[Point-per-instance localization data]
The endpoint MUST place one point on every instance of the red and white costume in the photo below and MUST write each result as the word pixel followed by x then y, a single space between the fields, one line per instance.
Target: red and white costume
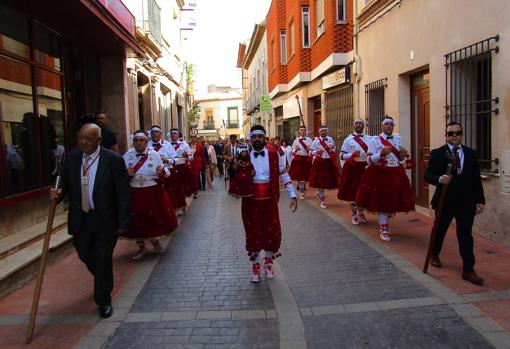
pixel 324 173
pixel 152 213
pixel 182 167
pixel 353 167
pixel 301 161
pixel 384 187
pixel 260 214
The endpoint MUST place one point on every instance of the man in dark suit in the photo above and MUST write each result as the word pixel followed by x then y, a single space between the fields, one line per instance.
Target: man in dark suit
pixel 464 196
pixel 96 181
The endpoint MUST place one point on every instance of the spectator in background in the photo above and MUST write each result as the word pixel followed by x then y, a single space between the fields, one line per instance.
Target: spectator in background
pixel 109 140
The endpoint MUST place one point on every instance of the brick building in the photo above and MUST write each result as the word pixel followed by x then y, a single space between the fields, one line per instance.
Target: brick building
pixel 310 57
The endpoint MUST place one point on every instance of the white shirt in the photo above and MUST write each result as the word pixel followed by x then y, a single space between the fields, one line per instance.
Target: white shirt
pixel 316 145
pixel 146 176
pixel 350 146
pixel 461 154
pixel 166 151
pixel 375 147
pixel 298 149
pixel 261 165
pixel 92 172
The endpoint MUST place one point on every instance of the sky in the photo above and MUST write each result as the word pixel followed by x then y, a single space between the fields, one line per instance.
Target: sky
pixel 221 25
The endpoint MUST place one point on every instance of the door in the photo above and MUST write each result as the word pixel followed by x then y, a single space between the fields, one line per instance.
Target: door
pixel 420 152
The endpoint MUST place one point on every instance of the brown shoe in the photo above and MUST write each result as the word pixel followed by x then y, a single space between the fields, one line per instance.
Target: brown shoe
pixel 435 261
pixel 472 277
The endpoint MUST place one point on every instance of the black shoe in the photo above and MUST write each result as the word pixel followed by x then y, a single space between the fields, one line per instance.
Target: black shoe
pixel 105 311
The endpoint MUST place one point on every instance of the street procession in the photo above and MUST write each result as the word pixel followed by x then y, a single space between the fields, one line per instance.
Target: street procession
pixel 199 174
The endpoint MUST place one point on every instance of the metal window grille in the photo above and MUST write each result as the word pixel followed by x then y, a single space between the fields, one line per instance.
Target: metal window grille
pixel 469 94
pixel 374 105
pixel 339 113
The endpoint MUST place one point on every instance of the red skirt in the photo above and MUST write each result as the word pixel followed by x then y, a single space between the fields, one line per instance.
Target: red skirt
pixel 261 222
pixel 300 168
pixel 189 184
pixel 174 187
pixel 385 189
pixel 324 174
pixel 350 180
pixel 152 213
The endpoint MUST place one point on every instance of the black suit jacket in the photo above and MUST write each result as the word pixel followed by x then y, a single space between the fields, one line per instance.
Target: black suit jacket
pixel 111 192
pixel 465 190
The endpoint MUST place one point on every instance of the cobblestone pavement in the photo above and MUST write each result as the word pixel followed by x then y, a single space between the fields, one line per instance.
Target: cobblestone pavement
pixel 331 290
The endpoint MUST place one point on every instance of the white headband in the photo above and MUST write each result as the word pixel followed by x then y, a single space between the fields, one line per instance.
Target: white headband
pixel 257 132
pixel 140 134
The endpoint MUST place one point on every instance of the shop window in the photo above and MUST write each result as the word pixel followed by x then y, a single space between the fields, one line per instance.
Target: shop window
pixel 18 134
pixel 46 47
pixel 14 33
pixel 469 98
pixel 374 105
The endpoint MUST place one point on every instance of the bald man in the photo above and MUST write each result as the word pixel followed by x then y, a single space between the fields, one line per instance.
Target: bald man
pixel 96 181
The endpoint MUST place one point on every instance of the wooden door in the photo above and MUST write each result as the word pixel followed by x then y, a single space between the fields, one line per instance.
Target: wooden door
pixel 420 152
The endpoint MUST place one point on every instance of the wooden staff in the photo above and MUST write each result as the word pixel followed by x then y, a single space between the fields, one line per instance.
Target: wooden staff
pixel 44 256
pixel 439 212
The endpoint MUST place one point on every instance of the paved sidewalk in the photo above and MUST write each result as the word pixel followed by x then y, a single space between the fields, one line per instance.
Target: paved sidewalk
pixel 335 286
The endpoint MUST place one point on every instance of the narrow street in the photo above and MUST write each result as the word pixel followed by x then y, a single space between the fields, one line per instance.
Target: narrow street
pixel 331 290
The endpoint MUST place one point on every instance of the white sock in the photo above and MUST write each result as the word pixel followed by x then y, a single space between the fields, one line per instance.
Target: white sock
pixel 382 218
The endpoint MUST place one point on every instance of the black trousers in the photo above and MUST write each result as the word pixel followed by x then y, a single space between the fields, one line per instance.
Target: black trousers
pixel 464 224
pixel 95 248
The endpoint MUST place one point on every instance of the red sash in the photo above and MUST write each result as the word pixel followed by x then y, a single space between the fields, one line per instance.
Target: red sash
pixel 388 144
pixel 303 144
pixel 140 163
pixel 361 143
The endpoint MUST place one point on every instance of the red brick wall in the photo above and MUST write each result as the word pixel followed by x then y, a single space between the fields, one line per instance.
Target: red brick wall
pixel 336 38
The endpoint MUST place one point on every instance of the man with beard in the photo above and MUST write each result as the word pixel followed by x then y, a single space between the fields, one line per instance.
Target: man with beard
pixel 354 153
pixel 260 214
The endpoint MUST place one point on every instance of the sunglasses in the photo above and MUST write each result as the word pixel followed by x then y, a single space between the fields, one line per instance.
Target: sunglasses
pixel 454 133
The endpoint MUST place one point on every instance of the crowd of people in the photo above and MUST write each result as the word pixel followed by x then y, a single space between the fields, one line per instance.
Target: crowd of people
pixel 136 196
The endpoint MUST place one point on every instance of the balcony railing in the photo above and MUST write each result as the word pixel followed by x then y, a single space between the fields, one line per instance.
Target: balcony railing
pixel 209 126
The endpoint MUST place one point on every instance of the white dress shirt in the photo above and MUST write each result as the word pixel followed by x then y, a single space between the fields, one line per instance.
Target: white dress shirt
pixel 93 161
pixel 261 165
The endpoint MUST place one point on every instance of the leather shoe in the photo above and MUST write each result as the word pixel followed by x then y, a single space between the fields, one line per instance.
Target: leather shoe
pixel 435 261
pixel 472 277
pixel 105 311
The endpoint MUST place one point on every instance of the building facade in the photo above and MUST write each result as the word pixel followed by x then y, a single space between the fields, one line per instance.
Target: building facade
pixel 253 62
pixel 426 62
pixel 220 113
pixel 309 58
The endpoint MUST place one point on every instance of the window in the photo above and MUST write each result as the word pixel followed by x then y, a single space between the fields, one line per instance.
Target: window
pixel 283 47
pixel 233 117
pixel 319 17
pixel 340 11
pixel 292 45
pixel 469 97
pixel 374 105
pixel 305 20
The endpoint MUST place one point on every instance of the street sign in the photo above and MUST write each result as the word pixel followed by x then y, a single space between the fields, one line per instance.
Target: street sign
pixel 265 103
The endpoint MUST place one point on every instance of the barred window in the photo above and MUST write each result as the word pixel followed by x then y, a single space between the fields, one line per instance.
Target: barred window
pixel 374 105
pixel 469 97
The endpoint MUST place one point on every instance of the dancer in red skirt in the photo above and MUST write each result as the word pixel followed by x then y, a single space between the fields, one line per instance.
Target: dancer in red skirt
pixel 301 161
pixel 167 154
pixel 354 153
pixel 182 164
pixel 260 214
pixel 324 173
pixel 152 214
pixel 384 187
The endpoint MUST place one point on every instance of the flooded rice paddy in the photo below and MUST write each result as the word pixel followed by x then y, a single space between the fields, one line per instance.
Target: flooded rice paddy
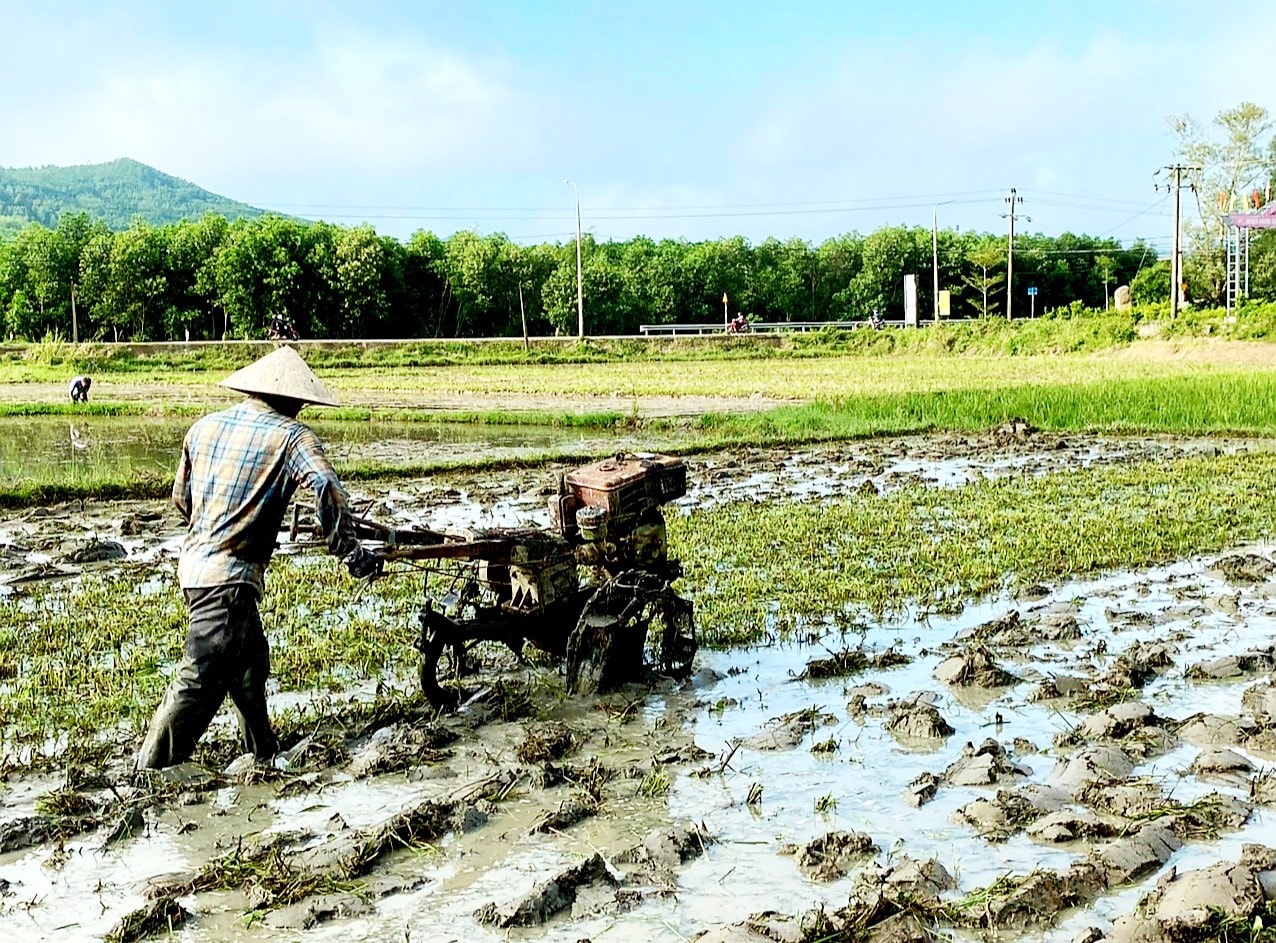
pixel 1124 720
pixel 93 448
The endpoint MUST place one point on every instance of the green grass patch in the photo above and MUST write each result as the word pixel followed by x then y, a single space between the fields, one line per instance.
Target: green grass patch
pixel 763 571
pixel 1066 331
pixel 1239 402
pixel 92 657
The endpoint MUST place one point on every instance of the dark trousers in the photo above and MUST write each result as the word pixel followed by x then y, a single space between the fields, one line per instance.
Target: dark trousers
pixel 226 652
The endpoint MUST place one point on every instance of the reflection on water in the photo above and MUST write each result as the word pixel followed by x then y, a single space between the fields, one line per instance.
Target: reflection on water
pixel 97 447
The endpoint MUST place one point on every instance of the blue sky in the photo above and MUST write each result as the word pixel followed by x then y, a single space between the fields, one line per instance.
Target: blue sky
pixel 684 119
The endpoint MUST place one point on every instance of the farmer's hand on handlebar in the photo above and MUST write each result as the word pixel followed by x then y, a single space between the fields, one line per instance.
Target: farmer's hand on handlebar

What you are asked to do: The expected reply is a number only, the tally of lines in the data where the word "farmer" is found.

Task answer: 2